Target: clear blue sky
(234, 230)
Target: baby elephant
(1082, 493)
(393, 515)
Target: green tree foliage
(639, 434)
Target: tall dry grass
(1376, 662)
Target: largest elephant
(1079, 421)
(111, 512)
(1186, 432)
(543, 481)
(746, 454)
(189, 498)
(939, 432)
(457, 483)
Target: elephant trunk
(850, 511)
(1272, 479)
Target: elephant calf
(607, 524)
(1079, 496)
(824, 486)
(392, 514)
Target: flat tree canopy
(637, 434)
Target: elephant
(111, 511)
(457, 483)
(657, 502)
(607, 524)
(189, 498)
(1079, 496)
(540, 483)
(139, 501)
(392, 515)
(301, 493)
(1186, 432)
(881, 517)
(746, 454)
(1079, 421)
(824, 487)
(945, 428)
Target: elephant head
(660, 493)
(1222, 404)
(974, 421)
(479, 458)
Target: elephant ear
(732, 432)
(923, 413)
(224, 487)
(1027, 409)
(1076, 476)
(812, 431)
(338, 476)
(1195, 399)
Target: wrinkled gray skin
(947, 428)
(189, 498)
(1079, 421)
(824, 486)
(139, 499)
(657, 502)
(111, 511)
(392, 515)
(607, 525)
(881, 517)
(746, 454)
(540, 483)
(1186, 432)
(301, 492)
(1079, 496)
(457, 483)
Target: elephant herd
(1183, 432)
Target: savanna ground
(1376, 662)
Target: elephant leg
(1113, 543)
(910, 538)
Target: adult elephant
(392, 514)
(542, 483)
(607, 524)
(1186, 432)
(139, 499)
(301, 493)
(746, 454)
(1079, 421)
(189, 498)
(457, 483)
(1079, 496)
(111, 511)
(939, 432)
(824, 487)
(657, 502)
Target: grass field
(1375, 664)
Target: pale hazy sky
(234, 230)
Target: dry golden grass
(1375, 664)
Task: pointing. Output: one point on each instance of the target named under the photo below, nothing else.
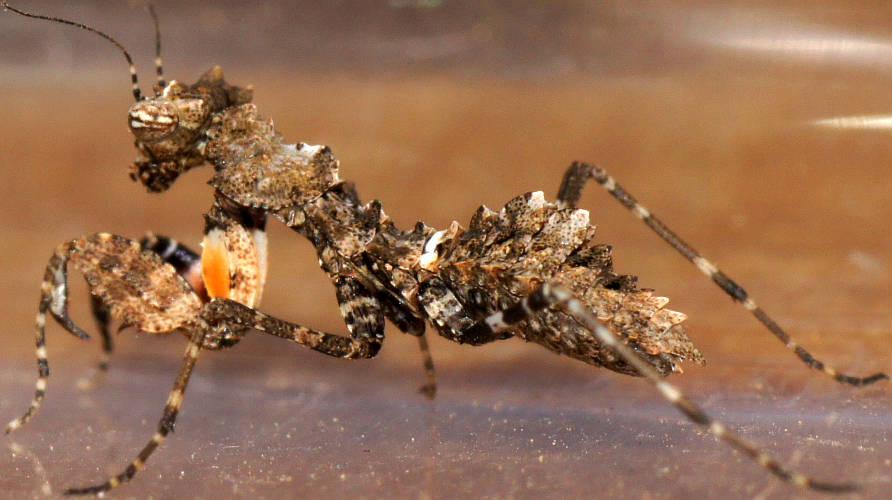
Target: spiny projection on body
(531, 270)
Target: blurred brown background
(733, 121)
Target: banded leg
(102, 319)
(187, 264)
(223, 313)
(408, 323)
(548, 296)
(136, 287)
(568, 195)
(165, 425)
(53, 298)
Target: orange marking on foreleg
(215, 264)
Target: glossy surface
(731, 122)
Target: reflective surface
(755, 132)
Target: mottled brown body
(532, 270)
(504, 256)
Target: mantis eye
(153, 120)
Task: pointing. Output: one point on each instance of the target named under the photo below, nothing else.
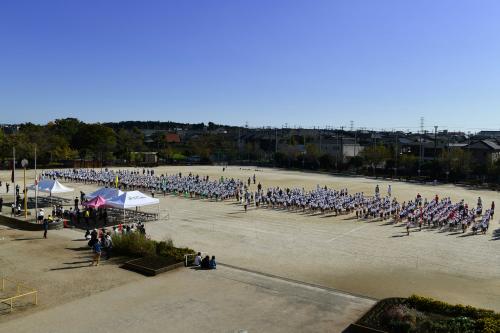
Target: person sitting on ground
(212, 264)
(96, 247)
(205, 263)
(197, 259)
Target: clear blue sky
(381, 64)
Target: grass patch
(137, 245)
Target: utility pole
(304, 156)
(276, 141)
(435, 143)
(239, 143)
(421, 146)
(396, 153)
(36, 188)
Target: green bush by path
(135, 244)
(465, 318)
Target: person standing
(45, 227)
(96, 247)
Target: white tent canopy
(105, 192)
(132, 199)
(51, 186)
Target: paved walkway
(187, 300)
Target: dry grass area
(372, 258)
(58, 267)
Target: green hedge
(486, 321)
(138, 245)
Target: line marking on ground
(346, 233)
(306, 284)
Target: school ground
(370, 258)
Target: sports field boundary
(302, 283)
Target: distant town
(426, 155)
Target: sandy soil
(58, 267)
(363, 257)
(186, 300)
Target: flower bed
(152, 257)
(420, 314)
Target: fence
(22, 290)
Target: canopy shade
(131, 199)
(105, 192)
(95, 203)
(51, 186)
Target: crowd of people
(190, 185)
(435, 213)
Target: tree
(94, 141)
(375, 155)
(457, 161)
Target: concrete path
(187, 300)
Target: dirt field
(57, 266)
(362, 257)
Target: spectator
(41, 215)
(108, 245)
(96, 247)
(197, 259)
(205, 263)
(45, 227)
(212, 264)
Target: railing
(22, 290)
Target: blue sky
(381, 64)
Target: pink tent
(95, 203)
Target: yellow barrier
(22, 290)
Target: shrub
(467, 318)
(138, 245)
(430, 305)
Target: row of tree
(70, 139)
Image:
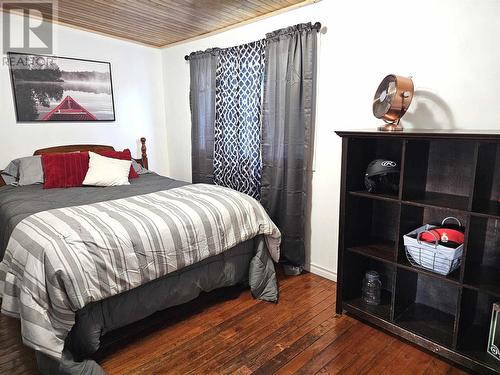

++++++++

● What you have to do: From the first line to the last, repeat the records exactly. Leave out the pictures.

● Exercise solution:
Target: clear blue sky
(234, 230)
Target: baby elephant
(1082, 493)
(393, 515)
Target: green tree foliage
(639, 434)
Target: tall dry grass
(1376, 662)
Target: largest elephant
(1079, 421)
(111, 512)
(1186, 432)
(543, 481)
(746, 454)
(189, 498)
(939, 432)
(457, 483)
Target: elephant trunk
(850, 511)
(1272, 479)
Target: elephant calf
(607, 524)
(1079, 496)
(824, 486)
(392, 514)
Target: flat tree canopy
(637, 434)
Target: elephant
(111, 511)
(457, 483)
(657, 502)
(607, 524)
(189, 498)
(1079, 496)
(540, 483)
(139, 501)
(392, 515)
(301, 493)
(1186, 432)
(881, 517)
(746, 454)
(1079, 421)
(824, 487)
(945, 428)
Target: elephant head
(660, 493)
(1222, 404)
(974, 421)
(479, 458)
Target: elephant ear
(732, 432)
(923, 413)
(224, 487)
(1027, 409)
(1076, 476)
(812, 431)
(338, 476)
(1195, 399)
Target: wrinkled gray skin
(947, 428)
(189, 498)
(1079, 421)
(824, 486)
(139, 499)
(657, 502)
(111, 511)
(392, 515)
(607, 525)
(881, 517)
(746, 454)
(540, 483)
(1186, 432)
(301, 492)
(1079, 496)
(457, 483)
Target: elephant herd
(1183, 432)
Target: savanna ground
(1376, 662)
Target: elephant leg
(1113, 543)
(910, 538)
Target: adult elephant
(392, 514)
(542, 483)
(607, 524)
(1186, 432)
(139, 499)
(301, 493)
(746, 454)
(1079, 421)
(189, 498)
(457, 483)
(1079, 496)
(111, 511)
(939, 432)
(824, 487)
(657, 502)
Target: grass field
(1375, 664)
Target: pale hazy sky
(234, 230)
Target: dry golden grass
(1375, 664)
Task: pointing. Output: one point on each instance of the target named under the photo below, nothing else.
Target: spiny projection on body
(531, 270)
Target: blurred brown background
(733, 121)
Target: banded leg
(102, 319)
(187, 264)
(223, 313)
(408, 323)
(548, 296)
(136, 287)
(568, 195)
(165, 425)
(53, 298)
Target: orange marking on foreleg
(215, 264)
Target: glossy surface
(731, 122)
Target: reflective surface
(755, 132)
Target: mottled brown body
(532, 270)
(504, 256)
Target: mantis eye
(153, 120)
Task: pointing. Output: one point on each instance of the target named under the photo below, nothing else.
Target: person sitting on ground
(212, 264)
(96, 247)
(205, 263)
(197, 259)
Target: clear blue sky
(381, 64)
Target: grass patch
(137, 245)
Target: utility pole
(304, 156)
(276, 141)
(435, 143)
(239, 143)
(421, 146)
(396, 153)
(36, 188)
Target: green bush by path
(135, 244)
(465, 318)
Target: person standing
(45, 227)
(96, 247)
Target: white tent canopy
(105, 192)
(132, 199)
(51, 186)
Target: paved walkway
(187, 300)
Target: dry grass area
(372, 258)
(58, 267)
Target: green hedge
(486, 321)
(138, 245)
Target: line marking on ground
(346, 233)
(306, 284)
Target: school ground
(370, 258)
Target: sports field boundary
(302, 283)
Target: distant town
(426, 155)
Target: sandy soil
(58, 267)
(363, 257)
(186, 300)
Target: flower bed
(152, 257)
(420, 314)
Target: fence
(22, 290)
Target: canopy shade
(131, 199)
(105, 192)
(95, 203)
(51, 186)
Target: crowd of people
(190, 185)
(435, 213)
Target: tree
(94, 141)
(375, 155)
(457, 161)
Target: concrete path
(187, 300)
Target: dirt field
(57, 266)
(362, 257)
Target: spectator
(41, 215)
(108, 245)
(96, 247)
(197, 259)
(205, 263)
(45, 227)
(212, 264)
Target: railing
(22, 290)
Target: blue sky
(381, 64)
Target: pink tent
(95, 203)
Target: yellow barrier
(22, 290)
Target: shrub
(467, 318)
(138, 245)
(430, 305)
Target: row of tree
(70, 139)
Image:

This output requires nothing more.